BEGIN Information supplied
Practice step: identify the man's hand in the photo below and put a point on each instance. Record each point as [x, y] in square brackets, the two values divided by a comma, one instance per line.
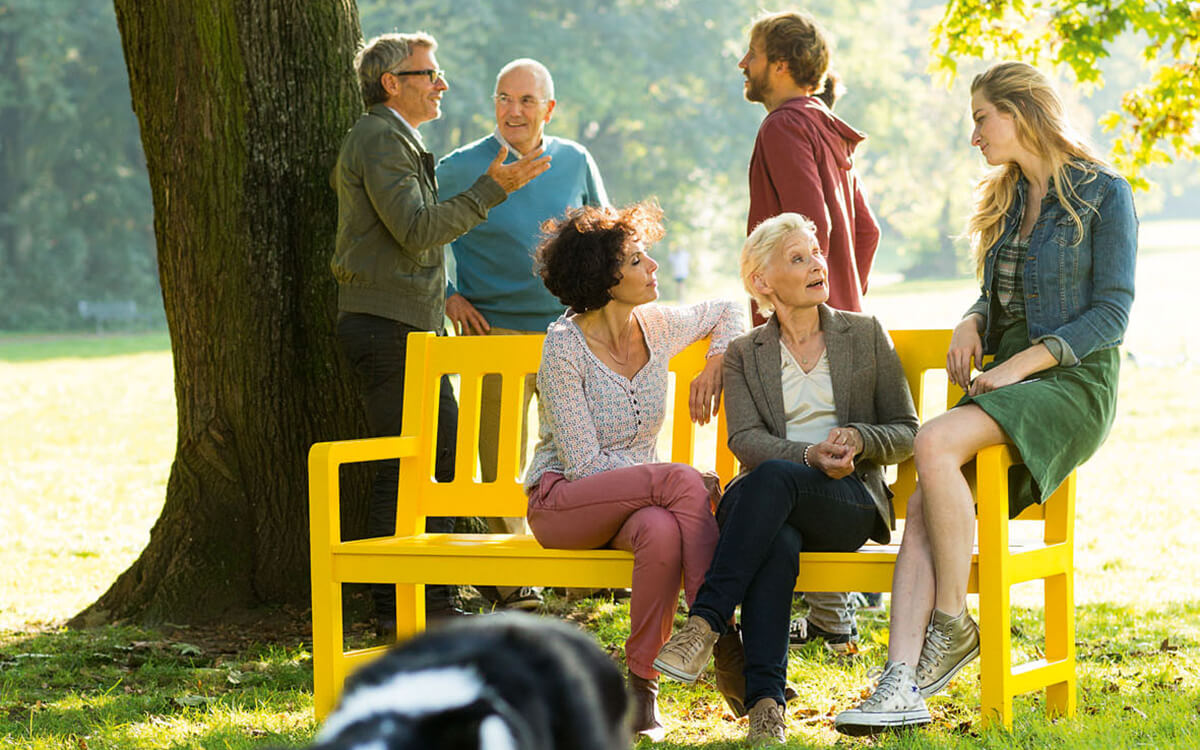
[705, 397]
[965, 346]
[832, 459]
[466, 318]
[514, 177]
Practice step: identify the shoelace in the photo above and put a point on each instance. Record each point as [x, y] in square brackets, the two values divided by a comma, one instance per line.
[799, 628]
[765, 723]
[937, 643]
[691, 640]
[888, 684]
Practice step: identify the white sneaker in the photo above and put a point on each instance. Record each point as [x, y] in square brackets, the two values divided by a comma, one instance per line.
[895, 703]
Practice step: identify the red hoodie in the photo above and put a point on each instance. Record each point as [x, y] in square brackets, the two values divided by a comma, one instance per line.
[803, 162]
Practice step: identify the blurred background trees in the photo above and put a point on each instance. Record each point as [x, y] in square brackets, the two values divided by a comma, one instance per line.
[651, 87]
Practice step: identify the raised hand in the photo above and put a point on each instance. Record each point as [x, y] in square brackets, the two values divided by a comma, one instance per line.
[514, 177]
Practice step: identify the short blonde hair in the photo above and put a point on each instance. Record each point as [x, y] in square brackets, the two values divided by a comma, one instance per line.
END Information supplied
BEGIN Information supplied
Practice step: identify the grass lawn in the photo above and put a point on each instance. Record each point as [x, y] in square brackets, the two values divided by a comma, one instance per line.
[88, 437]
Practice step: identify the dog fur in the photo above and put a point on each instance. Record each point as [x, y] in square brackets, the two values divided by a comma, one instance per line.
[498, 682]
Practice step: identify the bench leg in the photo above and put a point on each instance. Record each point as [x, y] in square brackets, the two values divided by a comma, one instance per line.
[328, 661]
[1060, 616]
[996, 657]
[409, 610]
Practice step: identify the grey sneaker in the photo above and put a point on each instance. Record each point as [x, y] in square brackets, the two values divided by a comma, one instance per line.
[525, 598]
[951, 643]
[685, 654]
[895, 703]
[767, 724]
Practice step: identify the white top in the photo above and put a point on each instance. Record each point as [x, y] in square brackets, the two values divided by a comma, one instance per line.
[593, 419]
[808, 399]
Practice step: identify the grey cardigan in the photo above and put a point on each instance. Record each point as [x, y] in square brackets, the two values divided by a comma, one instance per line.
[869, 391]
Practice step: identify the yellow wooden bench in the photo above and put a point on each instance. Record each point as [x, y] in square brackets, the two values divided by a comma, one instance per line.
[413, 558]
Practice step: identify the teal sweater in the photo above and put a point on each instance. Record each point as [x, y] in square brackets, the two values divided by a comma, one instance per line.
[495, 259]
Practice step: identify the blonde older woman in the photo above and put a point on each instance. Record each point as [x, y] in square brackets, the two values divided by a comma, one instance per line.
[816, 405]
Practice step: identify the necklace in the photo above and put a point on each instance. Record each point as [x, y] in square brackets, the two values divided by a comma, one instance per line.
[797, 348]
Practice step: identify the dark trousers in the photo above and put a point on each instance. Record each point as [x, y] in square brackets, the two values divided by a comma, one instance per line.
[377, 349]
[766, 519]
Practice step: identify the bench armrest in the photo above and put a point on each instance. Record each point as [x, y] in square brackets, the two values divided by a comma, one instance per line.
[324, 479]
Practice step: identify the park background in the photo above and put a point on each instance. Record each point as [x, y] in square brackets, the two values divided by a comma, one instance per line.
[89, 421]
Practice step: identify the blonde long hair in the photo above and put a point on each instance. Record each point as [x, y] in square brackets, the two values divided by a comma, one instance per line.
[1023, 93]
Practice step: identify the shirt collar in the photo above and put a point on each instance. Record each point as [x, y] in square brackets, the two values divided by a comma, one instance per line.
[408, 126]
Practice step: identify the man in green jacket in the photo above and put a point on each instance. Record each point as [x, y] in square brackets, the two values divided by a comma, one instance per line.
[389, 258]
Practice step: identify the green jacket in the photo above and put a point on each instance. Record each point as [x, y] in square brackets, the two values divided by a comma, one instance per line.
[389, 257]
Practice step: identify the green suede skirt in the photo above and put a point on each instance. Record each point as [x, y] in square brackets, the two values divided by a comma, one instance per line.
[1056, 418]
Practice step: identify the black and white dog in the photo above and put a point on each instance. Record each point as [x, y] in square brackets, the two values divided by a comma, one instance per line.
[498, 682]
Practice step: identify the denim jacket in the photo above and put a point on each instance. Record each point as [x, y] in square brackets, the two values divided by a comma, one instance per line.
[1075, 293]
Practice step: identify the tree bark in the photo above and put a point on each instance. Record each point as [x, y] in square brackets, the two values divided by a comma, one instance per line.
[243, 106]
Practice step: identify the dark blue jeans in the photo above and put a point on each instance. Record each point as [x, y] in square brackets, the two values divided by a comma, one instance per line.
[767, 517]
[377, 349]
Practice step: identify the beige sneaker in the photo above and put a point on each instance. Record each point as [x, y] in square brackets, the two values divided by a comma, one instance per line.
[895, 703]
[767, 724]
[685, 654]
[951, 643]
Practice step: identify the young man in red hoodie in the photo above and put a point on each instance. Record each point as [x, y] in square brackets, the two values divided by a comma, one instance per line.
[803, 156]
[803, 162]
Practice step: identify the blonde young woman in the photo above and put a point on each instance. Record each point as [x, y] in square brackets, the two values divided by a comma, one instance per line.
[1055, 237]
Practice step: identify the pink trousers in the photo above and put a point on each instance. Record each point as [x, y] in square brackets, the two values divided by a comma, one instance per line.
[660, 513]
END Information supplied
### Aim of the exercise:
Return word for word the lines above from the line with "Practice step: identify the raised" to the line with "Practice step: identify the short", including both and leaving out all others.

### Response to the exercise:
Practice step: identify the raised hand in the photo above and put a point on each instance. Record each point as [x, y] in square brackets, the two values divided by a comma, one instance per line.
[514, 177]
Practice step: identify the short blonde hair in the photo above and put a point on each instance. Record each point as [x, y] in square brackets, the two values divided by a comma, one instance per line.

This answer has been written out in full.